— ASSIGNED TASK —
Extract all of the entries and set them down verbatim.

DATA TO PROCESS START

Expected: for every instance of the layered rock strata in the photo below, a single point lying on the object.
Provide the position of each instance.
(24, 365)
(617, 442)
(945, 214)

DATA TO PROCESS END

— YOUR SOLUTION —
Expected: for every instance of the layered rock strata in the photo below, a single point lying on the object.
Provide the position of each instance.
(24, 365)
(617, 442)
(945, 214)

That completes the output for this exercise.